• Text extract:
════════════════

Bootstrapping Development Databases
At Ooga Labs, we strive to spin up new
developers quickly. One problematic area in the past has been creating developer
sandbox databases. Models and migrations, despite our
best efforts, are fragile. As
models get refactored, methods are inevitably removed or renamed, and early
migrations dependent on the old model behaviors are left to rot
until that ill-advised db:migrate months later unleashes calamity
and ruin.
It's a Rails best practice to treat your db/schema.rb
definition as the authoritative source for your database schema. To a quote a
comment in that file:
If you need to create the application database on another system, you should be using db:schema:load, not running all the migrations from scratch. The latter is a flawed and unsustainable approach (the more migrations you'll amass, the slower it'll run and the greater likelihood for issues).
Unfortunately, that only works if you are database agnostic and/or limiting your
db usage to features that ActiveRecord::SchemaDumper can handle. Don't
get me wrong, it can do an impressive amount. But in a high-volume production
environment, there's a lot of incentive to actually take advantage of
some of the SQL extensions your RDBMS supports. In MySQL, these might include:
-
Custom data types like
BIGINT,VARBINARY, andMEDIUMBLOB. - Foreign keys.
- Index prefix lengths.
- Compound primary keys.
To tell Rails to dump your database-specific schema using SQL statements instead of
an ActiveRecord::Schema file, you need to specify your schema format
as :sql:
config/environment.rb
Rails::Initializer.run do |config| ... config.active_record.schema_format = :sql ... end
Now you can use the Rake task db:structure:dump to create
db/development_structure.sql. This file can be used to create tables
in a developer's sandbox database (using the mysql client,
for example).

════════════════

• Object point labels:
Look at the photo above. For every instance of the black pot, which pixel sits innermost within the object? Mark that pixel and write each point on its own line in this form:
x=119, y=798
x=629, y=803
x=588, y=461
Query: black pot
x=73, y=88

════════════════

Reproduce the entire piece on bootstrapping development databases word for word.

Bootstrapping Development Databases
At Ooga Labs, we strive to spin up new
developers quickly. One problematic area in the past has been creating developer
sandbox databases. Models and migrations, despite our
best efforts, are fragile. As
models get refactored, methods are inevitably removed or renamed, and early
migrations dependent on the old model behaviors are left to rot
until that ill-advised db:migrate months later unleashes calamity
and ruin.
It's a Rails best practice to treat your db/schema.rb
definition as the authoritative source for your database schema. To a quote a
comment in that file:
If you need to create the application database on another system, you should be using db:schema:load, not running all the migrations from scratch. The latter is a flawed and unsustainable approach (the more migrations you'll amass, the slower it'll run and the greater likelihood for issues).
Unfortunately, that only works if you are database agnostic and/or limiting your
db usage to features that ActiveRecord::SchemaDumper can handle. Don't
get me wrong, it can do an impressive amount. But in a high-volume production
environment, there's a lot of incentive to actually take advantage of
some of the SQL extensions your RDBMS supports. In MySQL, these might include:
-
Custom data types like
BIGINT,VARBINARY, andMEDIUMBLOB. - Foreign keys.
- Index prefix lengths.
- Compound primary keys.
To tell Rails to dump your database-specific schema using SQL statements instead of
an ActiveRecord::Schema file, you need to specify your schema format
as :sql:
config/environment.rb
Rails::Initializer.run do |config| ... config.active_record.schema_format = :sql ... end
Now you can use the Rake task db:structure:dump to create
db/development_structure.sql. This file can be used to create tables
in a developer's sandbox database (using the mysql client,
for example).